### Problem
The string "curb" may appear in lines of the listing. Report each line where it does.

::::

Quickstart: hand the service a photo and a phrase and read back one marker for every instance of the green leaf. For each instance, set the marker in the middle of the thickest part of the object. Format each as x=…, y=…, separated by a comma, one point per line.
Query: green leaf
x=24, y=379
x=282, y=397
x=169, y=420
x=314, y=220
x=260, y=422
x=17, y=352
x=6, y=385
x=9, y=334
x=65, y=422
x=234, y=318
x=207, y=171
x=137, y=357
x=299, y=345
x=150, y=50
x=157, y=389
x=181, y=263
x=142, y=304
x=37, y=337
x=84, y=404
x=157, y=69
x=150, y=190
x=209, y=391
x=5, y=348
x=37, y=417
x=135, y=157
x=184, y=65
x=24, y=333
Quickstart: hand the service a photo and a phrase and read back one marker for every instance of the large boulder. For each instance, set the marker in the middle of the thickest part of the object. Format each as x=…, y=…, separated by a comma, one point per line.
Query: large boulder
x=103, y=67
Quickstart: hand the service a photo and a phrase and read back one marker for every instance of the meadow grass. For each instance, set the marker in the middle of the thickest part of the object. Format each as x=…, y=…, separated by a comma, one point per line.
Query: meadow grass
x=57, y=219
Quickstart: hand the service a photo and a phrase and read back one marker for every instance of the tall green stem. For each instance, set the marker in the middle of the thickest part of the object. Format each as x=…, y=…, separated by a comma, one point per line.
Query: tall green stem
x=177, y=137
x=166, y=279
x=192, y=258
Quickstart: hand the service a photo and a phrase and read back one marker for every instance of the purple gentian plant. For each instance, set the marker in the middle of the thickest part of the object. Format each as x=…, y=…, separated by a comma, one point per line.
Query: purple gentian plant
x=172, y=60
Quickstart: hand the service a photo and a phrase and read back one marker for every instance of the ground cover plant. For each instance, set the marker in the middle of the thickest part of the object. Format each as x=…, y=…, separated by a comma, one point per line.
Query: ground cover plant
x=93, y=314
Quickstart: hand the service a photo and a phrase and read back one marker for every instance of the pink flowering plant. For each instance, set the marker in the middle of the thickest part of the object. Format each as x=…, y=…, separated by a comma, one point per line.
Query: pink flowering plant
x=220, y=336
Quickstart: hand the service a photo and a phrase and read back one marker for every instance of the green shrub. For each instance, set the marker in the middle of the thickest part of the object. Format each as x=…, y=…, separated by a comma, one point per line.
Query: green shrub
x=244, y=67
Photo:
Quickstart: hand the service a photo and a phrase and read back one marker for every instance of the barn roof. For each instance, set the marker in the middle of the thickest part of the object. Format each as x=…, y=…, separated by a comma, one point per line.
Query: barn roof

::::

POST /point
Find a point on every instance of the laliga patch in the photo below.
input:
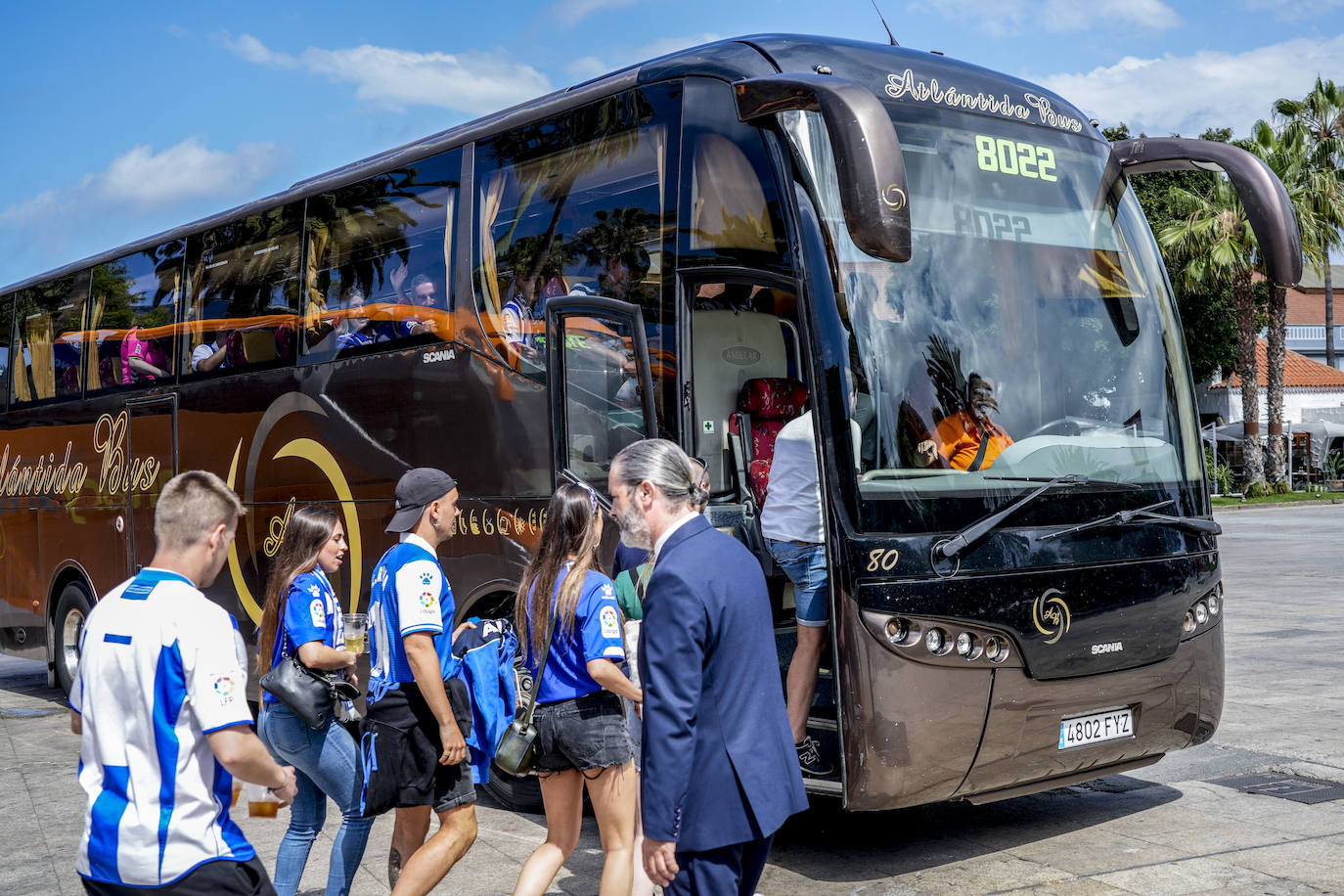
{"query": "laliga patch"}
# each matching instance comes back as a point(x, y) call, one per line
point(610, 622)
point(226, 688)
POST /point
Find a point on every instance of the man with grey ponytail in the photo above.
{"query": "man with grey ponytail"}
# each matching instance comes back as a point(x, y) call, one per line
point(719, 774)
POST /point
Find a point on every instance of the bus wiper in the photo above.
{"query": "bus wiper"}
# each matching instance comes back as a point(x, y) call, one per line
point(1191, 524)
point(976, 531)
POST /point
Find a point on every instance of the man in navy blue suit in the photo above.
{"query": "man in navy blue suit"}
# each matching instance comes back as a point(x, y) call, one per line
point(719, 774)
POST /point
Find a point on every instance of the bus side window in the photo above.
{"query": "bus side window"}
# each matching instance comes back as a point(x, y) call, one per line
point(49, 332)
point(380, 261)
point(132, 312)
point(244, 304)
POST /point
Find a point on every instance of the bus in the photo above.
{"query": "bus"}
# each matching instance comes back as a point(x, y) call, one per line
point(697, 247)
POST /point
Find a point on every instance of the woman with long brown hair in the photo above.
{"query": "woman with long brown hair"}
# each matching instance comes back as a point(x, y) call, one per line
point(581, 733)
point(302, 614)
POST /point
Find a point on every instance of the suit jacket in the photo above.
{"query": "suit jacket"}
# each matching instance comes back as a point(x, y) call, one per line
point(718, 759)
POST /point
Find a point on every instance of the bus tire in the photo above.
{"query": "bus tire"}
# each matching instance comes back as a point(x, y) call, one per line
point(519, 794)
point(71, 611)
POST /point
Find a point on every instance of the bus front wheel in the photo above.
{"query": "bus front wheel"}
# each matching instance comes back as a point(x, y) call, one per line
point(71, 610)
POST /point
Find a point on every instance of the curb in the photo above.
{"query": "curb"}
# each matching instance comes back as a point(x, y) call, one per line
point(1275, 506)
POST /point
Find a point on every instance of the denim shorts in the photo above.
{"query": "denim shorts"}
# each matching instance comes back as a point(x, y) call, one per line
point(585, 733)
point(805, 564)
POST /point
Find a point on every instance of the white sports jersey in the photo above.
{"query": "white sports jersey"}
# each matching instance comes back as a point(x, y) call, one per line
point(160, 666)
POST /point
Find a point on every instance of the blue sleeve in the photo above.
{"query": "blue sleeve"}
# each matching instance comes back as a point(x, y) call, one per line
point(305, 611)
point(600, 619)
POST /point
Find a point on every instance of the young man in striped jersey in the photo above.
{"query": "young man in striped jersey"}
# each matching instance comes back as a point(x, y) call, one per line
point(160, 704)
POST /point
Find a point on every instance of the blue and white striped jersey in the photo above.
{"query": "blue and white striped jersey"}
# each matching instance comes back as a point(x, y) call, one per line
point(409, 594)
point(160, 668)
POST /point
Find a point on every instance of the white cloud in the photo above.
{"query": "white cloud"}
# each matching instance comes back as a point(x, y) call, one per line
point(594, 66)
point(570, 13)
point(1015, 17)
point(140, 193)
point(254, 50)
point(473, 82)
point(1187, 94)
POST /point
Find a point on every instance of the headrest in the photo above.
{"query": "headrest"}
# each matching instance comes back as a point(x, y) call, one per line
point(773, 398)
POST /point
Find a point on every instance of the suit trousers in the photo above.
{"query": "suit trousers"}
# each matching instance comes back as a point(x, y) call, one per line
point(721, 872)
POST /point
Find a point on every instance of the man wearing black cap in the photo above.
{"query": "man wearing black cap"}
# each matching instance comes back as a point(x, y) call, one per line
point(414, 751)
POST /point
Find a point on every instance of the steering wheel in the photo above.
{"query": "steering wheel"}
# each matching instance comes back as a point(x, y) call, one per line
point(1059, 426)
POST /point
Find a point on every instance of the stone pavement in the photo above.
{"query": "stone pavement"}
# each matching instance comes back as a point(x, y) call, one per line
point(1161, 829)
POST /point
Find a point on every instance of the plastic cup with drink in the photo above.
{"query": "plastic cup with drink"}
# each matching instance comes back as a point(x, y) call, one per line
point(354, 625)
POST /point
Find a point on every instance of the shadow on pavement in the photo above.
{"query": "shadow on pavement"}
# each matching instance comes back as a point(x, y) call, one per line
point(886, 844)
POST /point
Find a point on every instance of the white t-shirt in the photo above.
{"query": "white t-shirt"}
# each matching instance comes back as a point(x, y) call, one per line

::::

### Result of this task
Find a point on every instance of the curb in the photo above.
{"query": "curb"}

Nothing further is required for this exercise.